* PROBLEM TO SOLVE
Gather every line in the items below that contains the word "following", and copy each of those lines in full.

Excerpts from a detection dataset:
╔══

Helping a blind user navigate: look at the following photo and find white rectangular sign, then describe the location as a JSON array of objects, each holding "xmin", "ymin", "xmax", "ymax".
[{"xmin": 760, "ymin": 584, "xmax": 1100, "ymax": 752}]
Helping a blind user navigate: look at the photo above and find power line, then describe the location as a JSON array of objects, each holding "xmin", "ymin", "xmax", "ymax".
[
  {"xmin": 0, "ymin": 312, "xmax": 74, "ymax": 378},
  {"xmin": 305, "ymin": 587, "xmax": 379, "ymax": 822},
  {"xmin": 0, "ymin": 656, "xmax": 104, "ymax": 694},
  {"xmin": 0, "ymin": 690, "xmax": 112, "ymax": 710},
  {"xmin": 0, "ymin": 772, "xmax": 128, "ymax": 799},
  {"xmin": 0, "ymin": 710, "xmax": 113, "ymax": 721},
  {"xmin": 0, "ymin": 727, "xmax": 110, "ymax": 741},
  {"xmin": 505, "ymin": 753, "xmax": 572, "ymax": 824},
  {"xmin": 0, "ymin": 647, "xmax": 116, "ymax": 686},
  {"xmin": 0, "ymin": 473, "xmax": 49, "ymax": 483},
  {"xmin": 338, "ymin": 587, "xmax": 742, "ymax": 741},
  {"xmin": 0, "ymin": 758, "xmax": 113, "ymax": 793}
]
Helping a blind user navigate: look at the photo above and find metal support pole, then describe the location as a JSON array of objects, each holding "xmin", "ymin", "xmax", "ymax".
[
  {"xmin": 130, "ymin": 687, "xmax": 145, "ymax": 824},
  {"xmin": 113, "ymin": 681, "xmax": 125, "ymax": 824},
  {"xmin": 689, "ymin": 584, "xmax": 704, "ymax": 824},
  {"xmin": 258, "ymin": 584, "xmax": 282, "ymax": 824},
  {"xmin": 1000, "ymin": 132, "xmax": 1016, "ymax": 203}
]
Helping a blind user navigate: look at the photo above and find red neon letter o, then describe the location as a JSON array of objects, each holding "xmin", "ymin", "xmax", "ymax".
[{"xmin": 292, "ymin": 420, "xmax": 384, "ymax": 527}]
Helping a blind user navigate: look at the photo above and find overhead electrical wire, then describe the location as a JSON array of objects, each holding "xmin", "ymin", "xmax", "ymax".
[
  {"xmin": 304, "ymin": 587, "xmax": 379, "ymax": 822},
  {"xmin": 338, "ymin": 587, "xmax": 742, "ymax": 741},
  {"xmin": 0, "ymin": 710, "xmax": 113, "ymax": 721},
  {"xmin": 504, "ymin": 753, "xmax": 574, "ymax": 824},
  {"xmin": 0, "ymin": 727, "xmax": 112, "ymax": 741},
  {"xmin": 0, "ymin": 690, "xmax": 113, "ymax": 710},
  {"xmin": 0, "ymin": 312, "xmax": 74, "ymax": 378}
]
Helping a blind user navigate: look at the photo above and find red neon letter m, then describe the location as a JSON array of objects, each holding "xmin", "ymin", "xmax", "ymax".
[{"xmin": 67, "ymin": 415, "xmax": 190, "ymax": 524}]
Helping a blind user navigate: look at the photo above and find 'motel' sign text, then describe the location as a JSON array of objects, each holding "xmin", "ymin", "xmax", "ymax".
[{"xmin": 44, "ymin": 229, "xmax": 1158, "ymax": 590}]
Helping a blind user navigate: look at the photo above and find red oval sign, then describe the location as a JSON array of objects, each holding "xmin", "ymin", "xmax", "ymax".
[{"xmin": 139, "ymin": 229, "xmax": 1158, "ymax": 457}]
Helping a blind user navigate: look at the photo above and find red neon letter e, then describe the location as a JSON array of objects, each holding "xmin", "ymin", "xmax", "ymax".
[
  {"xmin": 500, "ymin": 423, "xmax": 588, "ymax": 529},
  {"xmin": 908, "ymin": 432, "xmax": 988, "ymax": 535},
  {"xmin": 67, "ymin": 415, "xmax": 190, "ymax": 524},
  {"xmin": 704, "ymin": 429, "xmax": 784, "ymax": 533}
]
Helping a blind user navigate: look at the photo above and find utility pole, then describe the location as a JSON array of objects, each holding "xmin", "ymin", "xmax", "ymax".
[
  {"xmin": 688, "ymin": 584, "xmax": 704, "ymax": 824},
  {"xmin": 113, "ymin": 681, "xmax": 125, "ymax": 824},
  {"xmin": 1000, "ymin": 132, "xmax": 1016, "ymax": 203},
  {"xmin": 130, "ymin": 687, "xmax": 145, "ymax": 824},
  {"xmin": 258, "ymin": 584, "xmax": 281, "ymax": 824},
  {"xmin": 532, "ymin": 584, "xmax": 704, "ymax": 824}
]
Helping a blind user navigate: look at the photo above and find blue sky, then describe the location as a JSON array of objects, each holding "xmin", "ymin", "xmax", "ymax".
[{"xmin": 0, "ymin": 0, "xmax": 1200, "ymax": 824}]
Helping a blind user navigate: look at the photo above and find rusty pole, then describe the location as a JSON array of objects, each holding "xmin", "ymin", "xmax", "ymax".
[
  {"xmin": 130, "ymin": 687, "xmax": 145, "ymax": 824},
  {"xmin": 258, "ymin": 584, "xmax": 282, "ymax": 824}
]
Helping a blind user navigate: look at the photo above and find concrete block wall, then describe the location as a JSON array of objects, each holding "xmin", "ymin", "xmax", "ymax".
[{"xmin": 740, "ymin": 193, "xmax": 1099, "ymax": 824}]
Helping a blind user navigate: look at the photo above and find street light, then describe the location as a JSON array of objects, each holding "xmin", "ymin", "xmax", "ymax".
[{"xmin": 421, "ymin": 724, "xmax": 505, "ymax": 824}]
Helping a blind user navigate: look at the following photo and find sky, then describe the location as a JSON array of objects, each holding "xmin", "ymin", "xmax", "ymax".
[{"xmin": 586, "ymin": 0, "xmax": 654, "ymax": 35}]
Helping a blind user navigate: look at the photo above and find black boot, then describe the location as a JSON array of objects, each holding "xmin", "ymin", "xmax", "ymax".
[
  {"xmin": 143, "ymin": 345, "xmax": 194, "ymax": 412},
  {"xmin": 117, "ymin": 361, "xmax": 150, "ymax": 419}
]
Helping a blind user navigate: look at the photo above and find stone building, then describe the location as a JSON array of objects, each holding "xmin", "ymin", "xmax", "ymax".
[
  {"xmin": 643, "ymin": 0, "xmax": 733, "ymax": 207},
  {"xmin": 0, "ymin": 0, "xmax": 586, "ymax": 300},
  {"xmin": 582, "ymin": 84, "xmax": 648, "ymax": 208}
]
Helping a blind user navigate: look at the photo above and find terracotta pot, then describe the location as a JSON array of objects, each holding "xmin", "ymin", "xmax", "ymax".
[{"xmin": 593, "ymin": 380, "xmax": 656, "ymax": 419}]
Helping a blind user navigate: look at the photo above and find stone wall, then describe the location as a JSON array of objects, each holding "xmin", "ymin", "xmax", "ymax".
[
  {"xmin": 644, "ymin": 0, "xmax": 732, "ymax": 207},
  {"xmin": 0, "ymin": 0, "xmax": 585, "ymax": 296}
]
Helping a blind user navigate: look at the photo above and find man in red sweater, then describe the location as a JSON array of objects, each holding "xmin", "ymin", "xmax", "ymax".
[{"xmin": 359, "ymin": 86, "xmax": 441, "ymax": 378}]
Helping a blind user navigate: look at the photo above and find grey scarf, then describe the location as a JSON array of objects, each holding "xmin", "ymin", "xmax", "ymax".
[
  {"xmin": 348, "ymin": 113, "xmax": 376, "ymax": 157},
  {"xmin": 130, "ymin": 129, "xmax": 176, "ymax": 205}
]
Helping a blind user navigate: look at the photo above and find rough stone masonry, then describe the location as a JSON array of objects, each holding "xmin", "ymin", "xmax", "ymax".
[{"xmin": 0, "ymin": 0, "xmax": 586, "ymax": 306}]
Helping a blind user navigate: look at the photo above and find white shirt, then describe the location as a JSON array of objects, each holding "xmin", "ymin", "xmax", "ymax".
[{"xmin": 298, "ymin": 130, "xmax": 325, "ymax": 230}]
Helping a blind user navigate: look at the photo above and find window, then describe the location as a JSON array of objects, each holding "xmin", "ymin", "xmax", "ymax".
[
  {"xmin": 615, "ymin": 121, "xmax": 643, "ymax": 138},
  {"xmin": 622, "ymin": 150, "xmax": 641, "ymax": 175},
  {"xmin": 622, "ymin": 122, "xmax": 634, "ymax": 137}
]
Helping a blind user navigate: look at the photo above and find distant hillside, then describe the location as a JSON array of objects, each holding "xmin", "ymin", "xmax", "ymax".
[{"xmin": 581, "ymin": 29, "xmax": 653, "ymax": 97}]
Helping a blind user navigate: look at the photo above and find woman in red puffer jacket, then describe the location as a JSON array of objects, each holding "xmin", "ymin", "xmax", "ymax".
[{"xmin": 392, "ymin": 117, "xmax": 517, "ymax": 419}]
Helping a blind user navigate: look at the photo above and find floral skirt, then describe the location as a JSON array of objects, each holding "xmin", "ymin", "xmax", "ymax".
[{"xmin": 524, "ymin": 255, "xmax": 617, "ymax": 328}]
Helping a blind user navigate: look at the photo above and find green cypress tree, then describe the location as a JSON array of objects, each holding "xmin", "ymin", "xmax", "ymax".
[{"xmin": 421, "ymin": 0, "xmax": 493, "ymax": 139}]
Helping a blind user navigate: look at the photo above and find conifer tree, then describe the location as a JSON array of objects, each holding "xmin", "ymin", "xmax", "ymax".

╚══

* THE SOLUTION
Helping a blind user navigate: look at the following photo and find white rectangular sign, then describe the location as a JSON array of objects, each holding "xmin", "ymin", "xmax", "ymax".
Helping a blind user navigate: look at the following photo and find sky, then describe the location as a JSON array of objects, each holding "xmin", "ymin", "xmax", "ymax".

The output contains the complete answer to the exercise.